(Records from a collection)
....................

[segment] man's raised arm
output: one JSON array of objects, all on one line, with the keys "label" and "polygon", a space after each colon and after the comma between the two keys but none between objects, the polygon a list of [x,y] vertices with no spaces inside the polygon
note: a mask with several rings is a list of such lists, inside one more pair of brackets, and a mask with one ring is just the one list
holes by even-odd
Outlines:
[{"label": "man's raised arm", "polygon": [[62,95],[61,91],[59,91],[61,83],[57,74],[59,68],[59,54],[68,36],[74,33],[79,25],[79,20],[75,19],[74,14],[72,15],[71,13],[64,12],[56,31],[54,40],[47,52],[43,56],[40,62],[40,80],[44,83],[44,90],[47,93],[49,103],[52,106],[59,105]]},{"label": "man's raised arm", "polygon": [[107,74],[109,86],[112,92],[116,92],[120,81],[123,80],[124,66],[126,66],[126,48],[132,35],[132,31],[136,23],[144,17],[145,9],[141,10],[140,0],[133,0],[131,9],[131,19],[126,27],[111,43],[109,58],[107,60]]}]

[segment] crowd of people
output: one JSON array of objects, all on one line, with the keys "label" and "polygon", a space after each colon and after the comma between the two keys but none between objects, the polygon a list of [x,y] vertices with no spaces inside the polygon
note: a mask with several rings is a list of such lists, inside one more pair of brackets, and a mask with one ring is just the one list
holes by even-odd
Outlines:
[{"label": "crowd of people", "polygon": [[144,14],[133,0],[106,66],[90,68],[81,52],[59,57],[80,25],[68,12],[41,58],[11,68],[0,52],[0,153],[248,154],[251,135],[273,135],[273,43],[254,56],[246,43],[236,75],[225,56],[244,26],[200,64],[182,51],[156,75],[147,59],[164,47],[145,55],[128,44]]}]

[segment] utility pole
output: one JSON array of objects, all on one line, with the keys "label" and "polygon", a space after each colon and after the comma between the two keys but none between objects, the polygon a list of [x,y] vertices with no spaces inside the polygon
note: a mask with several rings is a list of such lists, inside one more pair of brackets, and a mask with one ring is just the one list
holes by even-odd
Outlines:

....................

Exactly and only the lines from the one containing "[segment] crowd of people" through the end of the material are to be reproduced, both ends included.

## Problem solution
[segment] crowd of people
output: one JSON array of objects, all on one line, with the keys "label" and "polygon", a space after each colon and after the comma between the two keys but none between objects, the polygon a list of [x,y] vertices with no spaces inside the polygon
note: a mask with several rings is a list of such lists, inside one more pair of brackets, and a mask with one ring is just the one list
holes by even-odd
Outlines:
[{"label": "crowd of people", "polygon": [[144,14],[133,0],[106,66],[90,68],[81,52],[59,57],[80,25],[68,12],[41,58],[11,68],[0,52],[0,153],[248,154],[251,135],[273,135],[273,43],[254,56],[246,43],[236,75],[225,56],[244,26],[200,64],[182,51],[156,75],[147,59],[164,47],[145,55],[128,44]]}]

[segment] utility pole
output: one JSON array of objects, all on one line, with the keys "label" and "polygon", a space after each colon and after the comma between the two keys but none between objects, the polygon a list of [x,y] vertices with no spaces inside the polygon
note: a mask with several rings is a list of such lists, inside one more pair of brackets, and a mask with one ring is just the one list
holes by even-odd
Outlines:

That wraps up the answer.